What is being asked — Reproduce the lines below word for word, omitting the pictures.

Records in a dataset
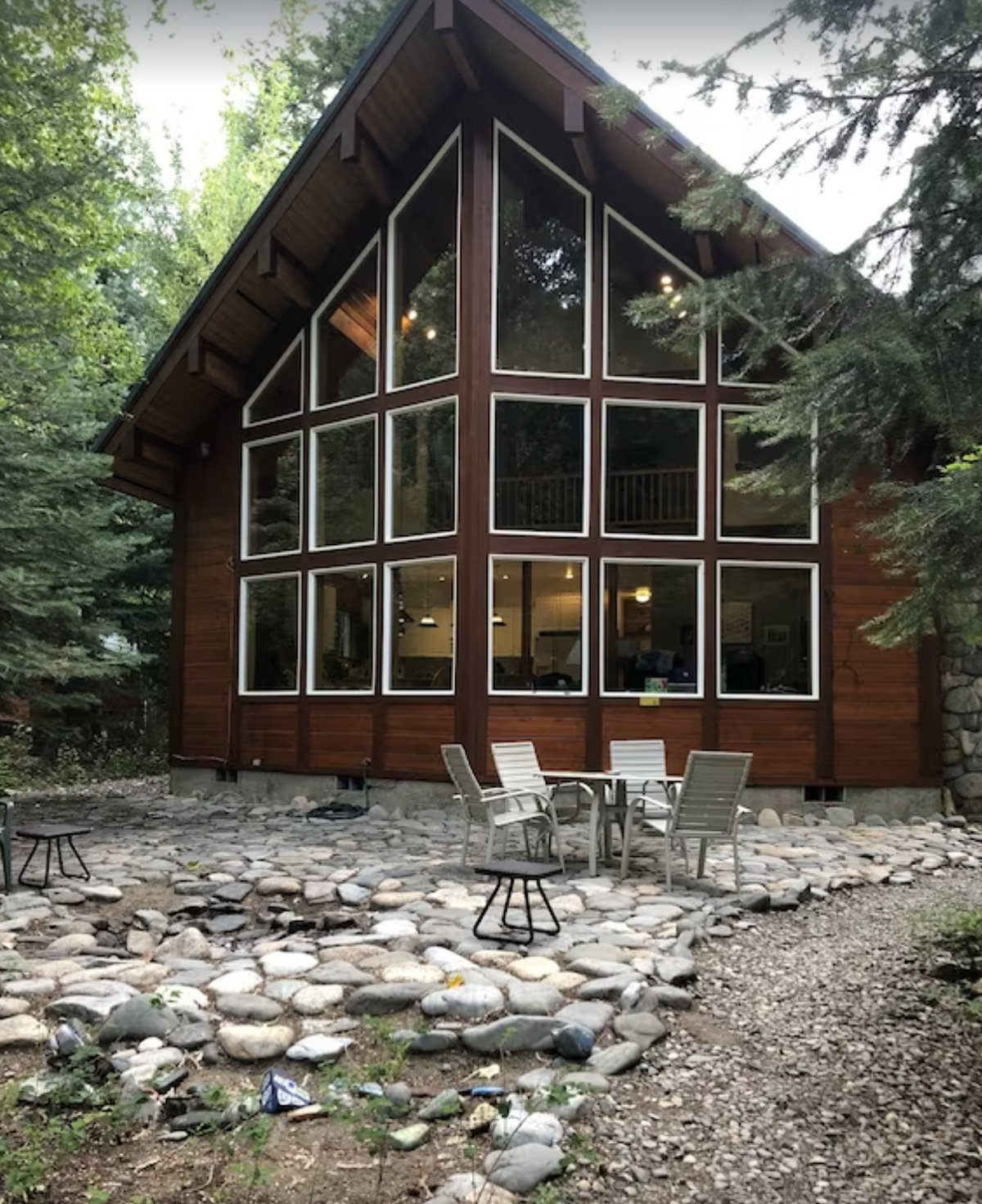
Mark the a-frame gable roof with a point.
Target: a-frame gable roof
(427, 56)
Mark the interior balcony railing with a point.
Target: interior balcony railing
(649, 500)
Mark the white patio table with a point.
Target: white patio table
(609, 799)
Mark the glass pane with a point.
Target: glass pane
(421, 629)
(537, 625)
(651, 621)
(271, 634)
(756, 516)
(343, 630)
(281, 395)
(634, 268)
(538, 467)
(424, 470)
(345, 485)
(652, 471)
(425, 306)
(766, 630)
(542, 266)
(348, 339)
(734, 360)
(273, 498)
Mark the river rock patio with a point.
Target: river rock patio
(281, 933)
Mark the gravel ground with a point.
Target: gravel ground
(818, 1067)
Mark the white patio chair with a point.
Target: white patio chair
(498, 807)
(519, 769)
(706, 807)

Expected output —
Mark the a-frame gable roof with a point.
Target: a-frame gable roof
(427, 56)
Mark the interior balcony railing with a point.
Target: interior balcony railing
(649, 500)
Mark the white patio table with a point.
Target: white patio table
(609, 799)
Mark the glass pane with a point.
Target: glass pane
(421, 629)
(537, 625)
(651, 621)
(271, 634)
(756, 516)
(343, 630)
(281, 395)
(634, 268)
(538, 467)
(424, 470)
(345, 485)
(652, 471)
(425, 306)
(766, 630)
(542, 266)
(348, 339)
(734, 360)
(273, 498)
Mark the river rock patio with a point.
Target: river rock patio
(281, 933)
Mark the gravel ground with a point.
Target: gravel ground
(818, 1067)
Mark the white patio chair with a point.
Target: white patio chair
(498, 807)
(519, 769)
(706, 807)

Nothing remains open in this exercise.